__Task__.
Recast the records, from the start through the line that contains "[0,0,1344,896]", as a two-column CSV with the columns text and answer, giving one row per record. Put its wording and its answer each in a single quoted field, with line breaks turned into spaces.

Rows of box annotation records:

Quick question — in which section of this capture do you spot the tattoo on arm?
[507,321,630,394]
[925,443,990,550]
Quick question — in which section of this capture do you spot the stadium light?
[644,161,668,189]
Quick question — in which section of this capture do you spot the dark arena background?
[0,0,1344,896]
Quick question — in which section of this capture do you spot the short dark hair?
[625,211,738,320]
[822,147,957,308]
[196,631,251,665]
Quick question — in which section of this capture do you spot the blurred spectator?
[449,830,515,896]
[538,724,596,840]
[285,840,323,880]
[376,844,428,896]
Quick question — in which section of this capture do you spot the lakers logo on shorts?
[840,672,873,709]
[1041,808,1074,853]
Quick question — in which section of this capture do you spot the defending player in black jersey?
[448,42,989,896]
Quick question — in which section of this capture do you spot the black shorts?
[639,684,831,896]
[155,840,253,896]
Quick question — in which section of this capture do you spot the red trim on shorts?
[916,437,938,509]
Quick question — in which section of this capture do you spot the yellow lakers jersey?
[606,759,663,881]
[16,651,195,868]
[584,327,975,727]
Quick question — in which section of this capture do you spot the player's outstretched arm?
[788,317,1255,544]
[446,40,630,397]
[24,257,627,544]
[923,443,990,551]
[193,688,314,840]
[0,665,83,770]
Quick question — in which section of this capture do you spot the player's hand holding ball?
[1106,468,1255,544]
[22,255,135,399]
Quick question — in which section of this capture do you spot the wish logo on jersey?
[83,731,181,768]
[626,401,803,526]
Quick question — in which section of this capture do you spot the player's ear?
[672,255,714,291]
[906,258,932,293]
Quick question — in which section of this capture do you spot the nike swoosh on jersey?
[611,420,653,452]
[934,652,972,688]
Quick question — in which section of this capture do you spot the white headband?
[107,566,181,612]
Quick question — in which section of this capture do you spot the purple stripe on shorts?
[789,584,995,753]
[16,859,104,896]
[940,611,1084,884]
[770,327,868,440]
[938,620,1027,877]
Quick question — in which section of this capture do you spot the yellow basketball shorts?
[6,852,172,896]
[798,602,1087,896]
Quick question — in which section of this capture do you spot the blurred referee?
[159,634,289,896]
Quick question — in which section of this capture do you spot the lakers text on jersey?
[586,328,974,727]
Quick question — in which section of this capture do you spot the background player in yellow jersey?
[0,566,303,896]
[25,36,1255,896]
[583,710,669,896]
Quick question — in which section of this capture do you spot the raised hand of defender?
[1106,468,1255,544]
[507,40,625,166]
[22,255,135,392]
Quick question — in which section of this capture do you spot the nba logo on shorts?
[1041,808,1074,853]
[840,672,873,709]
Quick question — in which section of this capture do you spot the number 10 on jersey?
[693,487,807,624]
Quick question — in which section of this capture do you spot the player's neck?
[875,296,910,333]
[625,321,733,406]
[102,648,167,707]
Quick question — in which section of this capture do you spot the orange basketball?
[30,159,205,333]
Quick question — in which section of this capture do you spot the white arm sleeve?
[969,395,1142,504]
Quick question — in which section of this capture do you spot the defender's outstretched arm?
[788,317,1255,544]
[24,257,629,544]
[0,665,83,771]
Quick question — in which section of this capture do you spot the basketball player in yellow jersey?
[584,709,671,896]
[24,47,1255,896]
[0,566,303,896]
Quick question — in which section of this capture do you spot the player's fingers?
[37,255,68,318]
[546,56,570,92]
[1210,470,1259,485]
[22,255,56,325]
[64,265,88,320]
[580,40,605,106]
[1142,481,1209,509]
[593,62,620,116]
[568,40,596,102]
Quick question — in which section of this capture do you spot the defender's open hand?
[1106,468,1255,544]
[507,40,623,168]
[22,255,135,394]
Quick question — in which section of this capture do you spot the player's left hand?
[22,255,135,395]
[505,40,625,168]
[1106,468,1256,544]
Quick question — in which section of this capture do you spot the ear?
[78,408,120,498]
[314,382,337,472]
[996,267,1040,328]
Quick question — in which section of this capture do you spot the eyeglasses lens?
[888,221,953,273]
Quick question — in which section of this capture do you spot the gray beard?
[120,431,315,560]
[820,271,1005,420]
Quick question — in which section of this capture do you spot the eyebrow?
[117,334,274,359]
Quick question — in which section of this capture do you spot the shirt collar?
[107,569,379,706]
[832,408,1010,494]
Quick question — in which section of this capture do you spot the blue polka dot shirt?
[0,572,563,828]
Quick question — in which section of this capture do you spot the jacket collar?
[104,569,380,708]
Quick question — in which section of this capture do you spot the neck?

__Response to this task__.
text,answer
"Quick question — in which section of this capture do you spot the tattoo on arm?","[507,321,630,394] [925,443,990,550]"
"Quick question — in which section of this capture do you spot the stadium light?","[644,161,668,189]"
"Quick question — in which section of this capture do you spot the dark arena background?","[0,0,1344,896]"